AIM OF THE EXERCISE
Show every line of the material that contains the word "green", matching case exactly.

INFORMATION SUPPLIED
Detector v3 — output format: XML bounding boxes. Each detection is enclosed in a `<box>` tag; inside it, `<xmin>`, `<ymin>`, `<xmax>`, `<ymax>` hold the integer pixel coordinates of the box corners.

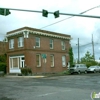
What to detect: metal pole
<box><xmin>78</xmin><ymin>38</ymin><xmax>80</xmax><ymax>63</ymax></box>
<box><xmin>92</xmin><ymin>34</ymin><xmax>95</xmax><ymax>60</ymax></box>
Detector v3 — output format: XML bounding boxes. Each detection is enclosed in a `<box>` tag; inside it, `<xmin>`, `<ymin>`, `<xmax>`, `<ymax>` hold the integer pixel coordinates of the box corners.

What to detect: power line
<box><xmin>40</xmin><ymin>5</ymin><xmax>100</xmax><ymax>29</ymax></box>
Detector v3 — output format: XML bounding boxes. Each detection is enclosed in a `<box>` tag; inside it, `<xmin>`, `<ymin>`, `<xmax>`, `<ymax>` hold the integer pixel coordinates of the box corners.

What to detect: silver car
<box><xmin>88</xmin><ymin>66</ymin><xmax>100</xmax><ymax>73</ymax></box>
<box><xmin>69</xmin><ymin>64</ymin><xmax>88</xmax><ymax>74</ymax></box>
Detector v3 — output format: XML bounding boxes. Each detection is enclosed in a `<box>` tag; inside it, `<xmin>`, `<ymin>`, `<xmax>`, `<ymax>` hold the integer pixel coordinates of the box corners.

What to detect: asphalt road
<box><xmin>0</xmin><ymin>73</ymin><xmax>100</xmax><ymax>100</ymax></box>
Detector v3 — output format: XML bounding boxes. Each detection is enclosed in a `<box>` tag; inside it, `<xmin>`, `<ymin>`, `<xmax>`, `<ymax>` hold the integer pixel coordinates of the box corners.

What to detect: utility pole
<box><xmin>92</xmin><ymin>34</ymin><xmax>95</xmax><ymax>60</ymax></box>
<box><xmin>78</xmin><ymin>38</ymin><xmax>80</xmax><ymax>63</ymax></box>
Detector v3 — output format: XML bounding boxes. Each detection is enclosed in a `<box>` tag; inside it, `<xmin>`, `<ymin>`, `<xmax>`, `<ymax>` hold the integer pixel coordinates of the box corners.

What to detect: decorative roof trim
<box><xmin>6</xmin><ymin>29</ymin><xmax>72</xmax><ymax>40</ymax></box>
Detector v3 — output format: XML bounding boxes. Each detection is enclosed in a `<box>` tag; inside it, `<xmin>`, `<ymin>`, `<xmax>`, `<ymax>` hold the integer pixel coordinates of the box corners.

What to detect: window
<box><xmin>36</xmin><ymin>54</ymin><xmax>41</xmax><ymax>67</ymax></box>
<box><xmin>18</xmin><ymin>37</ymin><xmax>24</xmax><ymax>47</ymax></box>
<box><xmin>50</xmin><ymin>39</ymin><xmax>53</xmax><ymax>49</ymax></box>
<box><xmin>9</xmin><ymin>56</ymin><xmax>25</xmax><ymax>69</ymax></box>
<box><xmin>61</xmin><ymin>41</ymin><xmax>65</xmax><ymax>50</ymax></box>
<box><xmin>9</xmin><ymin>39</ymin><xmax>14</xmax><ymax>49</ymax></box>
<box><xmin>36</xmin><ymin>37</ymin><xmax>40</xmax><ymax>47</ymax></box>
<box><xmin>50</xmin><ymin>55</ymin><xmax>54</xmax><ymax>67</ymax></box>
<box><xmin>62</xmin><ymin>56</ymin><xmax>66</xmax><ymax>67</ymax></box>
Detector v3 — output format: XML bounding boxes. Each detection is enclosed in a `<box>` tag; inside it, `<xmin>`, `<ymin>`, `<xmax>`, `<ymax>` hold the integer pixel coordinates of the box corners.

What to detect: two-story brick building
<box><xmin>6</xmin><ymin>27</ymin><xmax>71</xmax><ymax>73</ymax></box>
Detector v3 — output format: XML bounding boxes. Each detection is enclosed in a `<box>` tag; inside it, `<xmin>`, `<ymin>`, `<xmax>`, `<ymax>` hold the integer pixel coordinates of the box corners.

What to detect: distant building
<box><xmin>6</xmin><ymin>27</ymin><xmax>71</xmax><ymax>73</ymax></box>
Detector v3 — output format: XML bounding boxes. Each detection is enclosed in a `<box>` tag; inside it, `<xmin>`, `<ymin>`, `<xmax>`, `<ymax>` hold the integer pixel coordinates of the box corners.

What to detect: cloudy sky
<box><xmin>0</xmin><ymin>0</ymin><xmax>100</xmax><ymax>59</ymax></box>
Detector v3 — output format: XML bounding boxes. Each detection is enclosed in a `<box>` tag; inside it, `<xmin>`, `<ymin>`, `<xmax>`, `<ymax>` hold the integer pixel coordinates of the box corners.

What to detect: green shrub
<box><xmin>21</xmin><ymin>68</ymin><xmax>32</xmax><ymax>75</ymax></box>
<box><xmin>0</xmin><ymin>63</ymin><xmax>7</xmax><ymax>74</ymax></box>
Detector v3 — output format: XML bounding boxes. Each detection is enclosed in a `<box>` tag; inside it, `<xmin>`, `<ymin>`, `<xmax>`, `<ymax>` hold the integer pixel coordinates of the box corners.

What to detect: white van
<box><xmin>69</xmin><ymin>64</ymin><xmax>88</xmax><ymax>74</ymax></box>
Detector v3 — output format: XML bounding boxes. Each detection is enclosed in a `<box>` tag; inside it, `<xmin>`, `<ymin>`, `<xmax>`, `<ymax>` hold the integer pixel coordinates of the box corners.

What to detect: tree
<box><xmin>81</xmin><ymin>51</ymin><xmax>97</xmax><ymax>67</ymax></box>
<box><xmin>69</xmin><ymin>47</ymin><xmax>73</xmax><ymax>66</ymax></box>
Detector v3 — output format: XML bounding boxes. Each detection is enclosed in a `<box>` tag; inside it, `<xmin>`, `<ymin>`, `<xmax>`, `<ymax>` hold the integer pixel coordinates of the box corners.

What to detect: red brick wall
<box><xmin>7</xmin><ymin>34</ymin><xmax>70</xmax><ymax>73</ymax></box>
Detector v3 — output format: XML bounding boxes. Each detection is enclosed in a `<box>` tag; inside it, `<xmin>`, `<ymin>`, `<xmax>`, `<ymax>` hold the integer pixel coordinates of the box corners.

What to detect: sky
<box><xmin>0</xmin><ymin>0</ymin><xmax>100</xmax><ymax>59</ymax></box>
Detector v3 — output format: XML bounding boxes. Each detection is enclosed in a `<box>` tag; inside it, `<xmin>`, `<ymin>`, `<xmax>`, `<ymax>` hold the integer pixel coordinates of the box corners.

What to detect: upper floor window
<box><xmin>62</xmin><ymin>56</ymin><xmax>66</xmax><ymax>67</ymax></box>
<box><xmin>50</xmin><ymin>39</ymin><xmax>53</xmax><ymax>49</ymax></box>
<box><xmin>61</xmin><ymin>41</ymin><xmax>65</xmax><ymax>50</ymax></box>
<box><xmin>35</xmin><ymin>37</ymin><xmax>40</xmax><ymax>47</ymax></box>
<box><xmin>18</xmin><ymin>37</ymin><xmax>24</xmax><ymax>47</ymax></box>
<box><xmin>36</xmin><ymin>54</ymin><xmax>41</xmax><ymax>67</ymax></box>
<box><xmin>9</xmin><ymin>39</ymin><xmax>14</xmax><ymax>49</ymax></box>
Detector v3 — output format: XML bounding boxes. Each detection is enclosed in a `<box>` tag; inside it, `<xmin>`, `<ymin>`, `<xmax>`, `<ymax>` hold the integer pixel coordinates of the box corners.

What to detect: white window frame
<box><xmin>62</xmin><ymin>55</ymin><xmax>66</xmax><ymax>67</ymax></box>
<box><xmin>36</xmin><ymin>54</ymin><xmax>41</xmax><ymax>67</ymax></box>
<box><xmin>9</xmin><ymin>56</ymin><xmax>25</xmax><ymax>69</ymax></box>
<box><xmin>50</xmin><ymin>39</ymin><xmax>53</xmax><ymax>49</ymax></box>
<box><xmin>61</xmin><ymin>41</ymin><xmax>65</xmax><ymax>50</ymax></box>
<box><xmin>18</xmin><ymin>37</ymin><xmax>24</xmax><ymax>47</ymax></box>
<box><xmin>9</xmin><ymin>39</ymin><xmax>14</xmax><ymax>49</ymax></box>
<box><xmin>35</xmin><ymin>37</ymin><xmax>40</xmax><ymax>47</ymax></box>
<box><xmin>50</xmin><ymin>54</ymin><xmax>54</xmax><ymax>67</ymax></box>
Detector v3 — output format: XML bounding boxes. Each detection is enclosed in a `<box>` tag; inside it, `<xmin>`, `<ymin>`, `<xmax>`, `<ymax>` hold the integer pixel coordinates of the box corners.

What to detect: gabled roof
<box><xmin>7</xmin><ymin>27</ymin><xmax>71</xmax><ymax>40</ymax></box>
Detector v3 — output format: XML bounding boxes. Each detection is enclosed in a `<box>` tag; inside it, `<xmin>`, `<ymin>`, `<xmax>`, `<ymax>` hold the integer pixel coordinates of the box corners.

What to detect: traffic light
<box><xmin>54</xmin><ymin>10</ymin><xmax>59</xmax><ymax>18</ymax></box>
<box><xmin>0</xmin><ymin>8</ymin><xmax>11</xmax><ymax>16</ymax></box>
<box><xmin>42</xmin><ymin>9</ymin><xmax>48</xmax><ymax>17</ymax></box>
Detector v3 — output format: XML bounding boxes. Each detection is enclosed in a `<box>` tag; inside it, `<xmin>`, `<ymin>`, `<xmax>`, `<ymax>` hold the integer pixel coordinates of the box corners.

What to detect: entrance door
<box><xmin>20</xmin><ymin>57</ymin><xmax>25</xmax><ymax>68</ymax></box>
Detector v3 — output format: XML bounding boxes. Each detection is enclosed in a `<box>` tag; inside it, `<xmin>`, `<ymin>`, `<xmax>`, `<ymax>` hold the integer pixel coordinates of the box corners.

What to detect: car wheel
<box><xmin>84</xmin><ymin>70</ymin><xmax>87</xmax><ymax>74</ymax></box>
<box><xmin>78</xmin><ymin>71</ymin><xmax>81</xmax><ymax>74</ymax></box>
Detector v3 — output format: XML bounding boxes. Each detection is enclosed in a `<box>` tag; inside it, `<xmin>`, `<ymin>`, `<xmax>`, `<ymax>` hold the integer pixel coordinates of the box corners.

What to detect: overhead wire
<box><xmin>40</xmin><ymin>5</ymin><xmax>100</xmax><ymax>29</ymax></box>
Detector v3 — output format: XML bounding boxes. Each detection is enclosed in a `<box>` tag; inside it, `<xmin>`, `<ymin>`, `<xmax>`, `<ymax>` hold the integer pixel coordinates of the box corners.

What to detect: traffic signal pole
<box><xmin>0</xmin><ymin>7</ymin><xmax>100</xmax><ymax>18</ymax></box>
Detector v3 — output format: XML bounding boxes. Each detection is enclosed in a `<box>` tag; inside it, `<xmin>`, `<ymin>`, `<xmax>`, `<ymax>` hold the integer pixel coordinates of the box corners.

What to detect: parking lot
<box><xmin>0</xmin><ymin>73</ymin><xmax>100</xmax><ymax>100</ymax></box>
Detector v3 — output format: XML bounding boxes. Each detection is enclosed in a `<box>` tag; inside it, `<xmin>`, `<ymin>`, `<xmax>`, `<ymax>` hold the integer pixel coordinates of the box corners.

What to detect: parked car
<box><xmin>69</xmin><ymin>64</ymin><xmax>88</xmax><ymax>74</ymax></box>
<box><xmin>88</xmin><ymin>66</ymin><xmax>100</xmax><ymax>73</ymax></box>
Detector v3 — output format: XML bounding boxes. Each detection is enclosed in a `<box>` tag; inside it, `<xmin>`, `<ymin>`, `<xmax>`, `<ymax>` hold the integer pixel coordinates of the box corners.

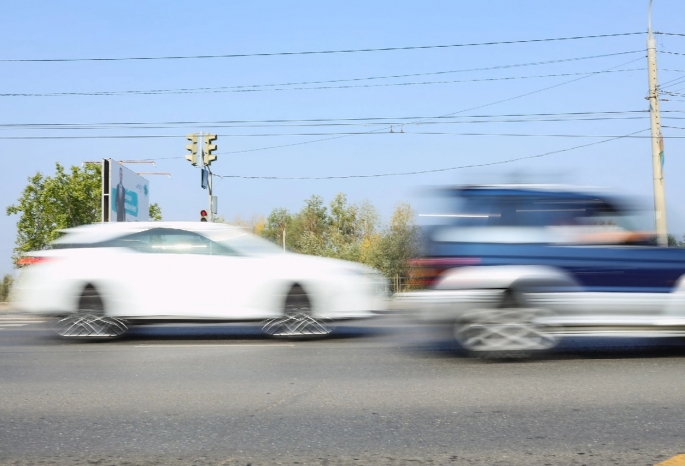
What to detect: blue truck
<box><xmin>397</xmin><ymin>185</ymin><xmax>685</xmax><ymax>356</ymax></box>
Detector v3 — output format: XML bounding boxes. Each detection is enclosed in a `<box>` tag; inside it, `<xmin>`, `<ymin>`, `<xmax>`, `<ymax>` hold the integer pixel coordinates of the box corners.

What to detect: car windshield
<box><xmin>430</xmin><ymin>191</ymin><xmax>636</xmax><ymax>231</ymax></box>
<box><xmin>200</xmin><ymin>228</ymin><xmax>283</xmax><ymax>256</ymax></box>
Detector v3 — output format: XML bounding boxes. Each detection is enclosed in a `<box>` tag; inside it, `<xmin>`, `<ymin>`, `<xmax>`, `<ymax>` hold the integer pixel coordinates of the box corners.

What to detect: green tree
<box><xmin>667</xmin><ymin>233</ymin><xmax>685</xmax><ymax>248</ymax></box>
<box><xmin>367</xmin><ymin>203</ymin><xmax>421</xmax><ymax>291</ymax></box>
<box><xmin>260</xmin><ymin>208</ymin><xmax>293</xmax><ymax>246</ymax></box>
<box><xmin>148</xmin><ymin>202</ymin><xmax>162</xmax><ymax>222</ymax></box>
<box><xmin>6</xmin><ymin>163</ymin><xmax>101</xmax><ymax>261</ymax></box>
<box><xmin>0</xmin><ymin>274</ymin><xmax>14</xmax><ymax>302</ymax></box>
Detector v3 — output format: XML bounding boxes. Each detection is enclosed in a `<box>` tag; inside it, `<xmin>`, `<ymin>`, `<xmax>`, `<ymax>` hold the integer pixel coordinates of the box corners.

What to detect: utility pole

FULL OUTPUT
What to detect: green shrub
What to detect: green tree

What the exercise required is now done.